DIRECTIONS FOR THIS TASK: Copy out the material below line for line, leaving out the pictures.

Segmentation dataset records:
....

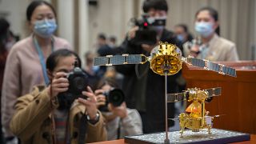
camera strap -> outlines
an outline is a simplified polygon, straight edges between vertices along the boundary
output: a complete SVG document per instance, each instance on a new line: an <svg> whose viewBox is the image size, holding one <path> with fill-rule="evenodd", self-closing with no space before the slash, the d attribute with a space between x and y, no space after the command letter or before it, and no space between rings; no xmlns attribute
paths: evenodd
<svg viewBox="0 0 256 144"><path fill-rule="evenodd" d="M78 135L78 144L84 144L86 143L85 138L86 135L86 130L87 130L87 115L82 114L81 120L80 120L80 126L79 126L79 135Z"/></svg>
<svg viewBox="0 0 256 144"><path fill-rule="evenodd" d="M46 85L47 86L49 84L50 81L49 81L49 78L47 76L47 72L46 72L46 60L43 56L42 51L40 48L40 46L38 44L38 40L35 38L35 37L34 37L33 40L34 40L34 46L38 53L39 60L40 60L40 63L41 63L42 70L42 74L43 74L43 78L45 79ZM54 42L53 42L53 39L51 38L51 52L53 52L53 51L54 51Z"/></svg>

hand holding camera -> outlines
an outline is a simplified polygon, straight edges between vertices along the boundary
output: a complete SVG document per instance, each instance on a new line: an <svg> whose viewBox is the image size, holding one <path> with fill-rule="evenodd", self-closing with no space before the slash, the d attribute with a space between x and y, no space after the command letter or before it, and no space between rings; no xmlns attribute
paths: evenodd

....

SOLUTION:
camera strap -> outlines
an outline is a simplified polygon, straight edges between vertices along the boundary
output: a complete SVG document per instance, each instance on a new line: an <svg> whose viewBox is the image size, holding one <path> with fill-rule="evenodd", self-closing with no space before the slash, the d attribute with a space between x and y, no space after the command letter or before it, and no space between rings; no xmlns attribute
paths: evenodd
<svg viewBox="0 0 256 144"><path fill-rule="evenodd" d="M78 135L78 144L84 144L86 143L85 138L86 135L86 130L87 130L87 115L82 114L81 120L80 120L80 126L79 126L79 135Z"/></svg>
<svg viewBox="0 0 256 144"><path fill-rule="evenodd" d="M46 85L47 86L49 84L50 81L49 81L49 78L47 76L47 72L46 72L46 60L43 56L42 51L40 48L40 46L38 44L38 40L35 38L35 37L34 37L33 40L34 40L34 46L38 53L39 60L40 60L40 63L41 63L42 70L42 74L43 74L43 78L45 79ZM54 42L53 42L53 39L51 38L51 52L53 52L53 51L54 51Z"/></svg>

hand holding camera -> outlines
an outline is a simplified polygon, straight edges between vertices along the boundary
output: a complete SVG document per instance, each instance on a new line: an <svg> whose viewBox is the image size, holding one <path> with fill-rule="evenodd", self-closing with no space before the slash, the d attribute with a space between x and y, no space after the command letter or before it, and no space between rings; no xmlns attribute
paths: evenodd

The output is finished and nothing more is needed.